++++ Excerpted text
Do you ever have one of those sad, vulnerable days where you just really wish you had a sheep? I do. A sheep just seems like the ultimate companion. I’ve had pets before; two rabbits, which still remain in my list of top-ten-living things, may they rest in peace, and two mice which I became decidedly less attached to after one bled to death, while the other JUST STOOD AND WATCHED.
I wanted at this point to list all the good things about having a sheep as a pet. But then I consulted Google. With the search term ‘Benefits of Sheep’ I was directed to a page entitled ‘What are the benefits of sheep placenta’, a revealing website that disturbed me so much that I’m just going to have to go straight on to puns. I’ve attached a picture of a sheep though, so that you can see for yourself. The anecdote below, though depressingly true, has nothing to do with sheep whatsoever, but disappointingly I have no recent stories about sheep.
I don’t know how many people reading this know the Eweniversity of East Anglia’s Library, but for those that don’t, there are some really annoying revolving doors. It’s mutton to do with how slow they go round, but what’s irritating is the way people are always trying to ram themselves in your segment. It’s big enough for one only, there’s no point trying to flock through. It’s downright awkward for everyone involved. So one rainy day I jumped into a section of the door, braying that nobody would try and join me, when my foot decided to go for a journey all on its own: I slipped up and ended up in some kind of jazz splits position on the lambinate floor. Humiliated I was faced with two options; try and do a ewe turn, or through shear determination force myself through the door in this position. I went for the first option, which baa the way, was pretty tricky to manoeuvre as I was shaking so much from embaaarassment, my heart bleating far too fast. Red faced and sheepish I tried to do that thing where you laugh a lot to show everyone you’re okay with what just happened, when really you’re a little bit worried that you’ll need therapy to get over it. But I suppose, all’s wool that ends wool.
++++++++
## Your objective
Copy out the whole sheep post word for word. The listing was taken from a separate source.
++++ Information
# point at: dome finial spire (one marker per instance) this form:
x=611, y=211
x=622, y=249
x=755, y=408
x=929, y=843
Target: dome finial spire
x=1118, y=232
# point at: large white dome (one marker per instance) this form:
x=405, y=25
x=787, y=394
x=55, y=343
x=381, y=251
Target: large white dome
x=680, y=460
++++++++
## Answer to this problem
Do you ever have one of those sad, vulnerable days where you just really wish you had a sheep? I do. A sheep just seems like the ultimate companion. I’ve had pets before; two rabbits, which still remain in my list of top-ten-living things, may they rest in peace, and two mice which I became decidedly less attached to after one bled to death, while the other JUST STOOD AND WATCHED.
I wanted at this point to list all the good things about having a sheep as a pet. But then I consulted Google. With the search term ‘Benefits of Sheep’ I was directed to a page entitled ‘What are the benefits of sheep placenta’, a revealing website that disturbed me so much that I’m just going to have to go straight on to puns. I’ve attached a picture of a sheep though, so that you can see for yourself. The anecdote below, though depressingly true, has nothing to do with sheep whatsoever, but disappointingly I have no recent stories about sheep.
I don’t know how many people reading this know the Eweniversity of East Anglia’s Library, but for those that don’t, there are some really annoying revolving doors. It’s mutton to do with how slow they go round, but what’s irritating is the way people are always trying to ram themselves in your segment. It’s big enough for one only, there’s no point trying to flock through. It’s downright awkward for everyone involved. So one rainy day I jumped into a section of the door, braying that nobody would try and join me, when my foot decided to go for a journey all on its own: I slipped up and ended up in some kind of jazz splits position on the lambinate floor. Humiliated I was faced with two options; try and do a ewe turn, or through shear determination force myself through the door in this position. I went for the first option, which baa the way, was pretty tricky to manoeuvre as I was shaking so much from embaaarassment, my heart bleating far too fast. Red faced and sheepish I tried to do that thing where you laugh a lot to show everyone you’re okay with what just happened, when really you’re a little bit worried that you’ll need therapy to get over it. But I suppose, all’s wool that ends wool.